Research and Development

In Part 1 we presented in detail the infrastructure we have developed for the Active Recommendation Project (ARP), which we deem essential for ng research and development for the Distributed Information Systems available to the Library Without Walls Project at the Los Alamos National Laboratory. Clearly, the infrastructure of part 1 can and should be used for other research and development projects other than ARP. Below we identify the research and development program for ARP, while suggesting other possible projects.

1. First Year

The bulk of the first year has been dedicated to establishing the XML and Relational Repositories described in part 1. We are now in a position to use and profit from such an infrastructure.

1.1 Spreading Activation on Subsets of the Relational Information

We have calculated the semantic (section I.2.1) and structural (section I.2.2) proximity measures for the most frequent keywords and most cited documents. Given these sub-matrices of the overall relational repository, we developed a spreading activation utility to recommend frequent keywords and most cited documents to users. As we compute more proximity information, we will increase the size of the spreading activation matrices.

Spreading activation (SA) is an algorithm for searching information in associative networks such as those represented by the proximity matrices. Once a network with relational information is available, the SA algorithm basically pursues a distributed shortest path search. Distributed because it can start from several nodes of the network simultaneously, and makes use of local relational information.

For instance, given the network given by the keyword semantic proximity matrix, that is, a network of keywords related by proximity values, SA can be used to discover keywords that are highly related to several initially selected keywords. These selected keywords in the network get an initial activation value which follows the links to associated keywords. The activation reaching a keyword is the sum of the weighted activations coming through all its input links. From an activated word, activation diffuses further to the words linked to it, and so on. This way, SA finds keywords related to all the keywords that are initially activated. For a definition of spreading activation in information retrieval see [Salton and Buckely, 1998]. The leading advantage of this technique is that it allows the retrieval of information not by textual keyword matching (as most search engines do), but rather by using relational information such as those developed in our relational repository. Clearly, the usefulness of SA highly depends on the quality of the underlying networks used. Therefore, we expect the current ARP spreading activation utilities to improve as more proximity information is computed, and even more, when adaptive user-feedback is enabled from TalkMine and other adaptive techniques (see below).

**Information supplied:**
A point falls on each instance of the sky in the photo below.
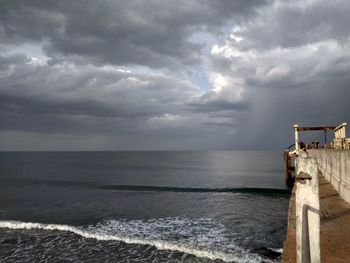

**Your task:** Resume the research and development text on the Active Recommendation Project, picking up right after its last sentence.

**Expected output:**
The ARP spreading activation utilities can be accessed on the web at http://www.c3.lanl.gov/~rocha/lww/SA.html. In addition to the proximity networks of the relational repository, SA has also been applied to a network of ISSN Journal Titles organized according to an adaptive algorithm using archives of user interaction. This algorithm developed by Bollen and Heylighen [1996] was initially developed to organize hypertext networks according to user choices and it is based on a simple Hebbian rule, as well as on symmetry and transitive constraints. This algorithm increases the proximity of elements in the network which tend to be associated by users, and tends to decrease the proximity of those not associated. It is an algorithm similar to the adaptive components of TalkMine and will be used for further research and development in ARP.

Related keywords for searches in other systems, using the SA utility on the subset of the most frequent keywords and documents in the semantic proximity matrices (I.2.1).
Related documents, using the SA utility on the subset of the most cited documents in the structural proximity matrices (I.2.2).
Related Journals, using the SA utility on the ISSN journal list organized according to the adaptive algorithm of Bollen and Heylighen.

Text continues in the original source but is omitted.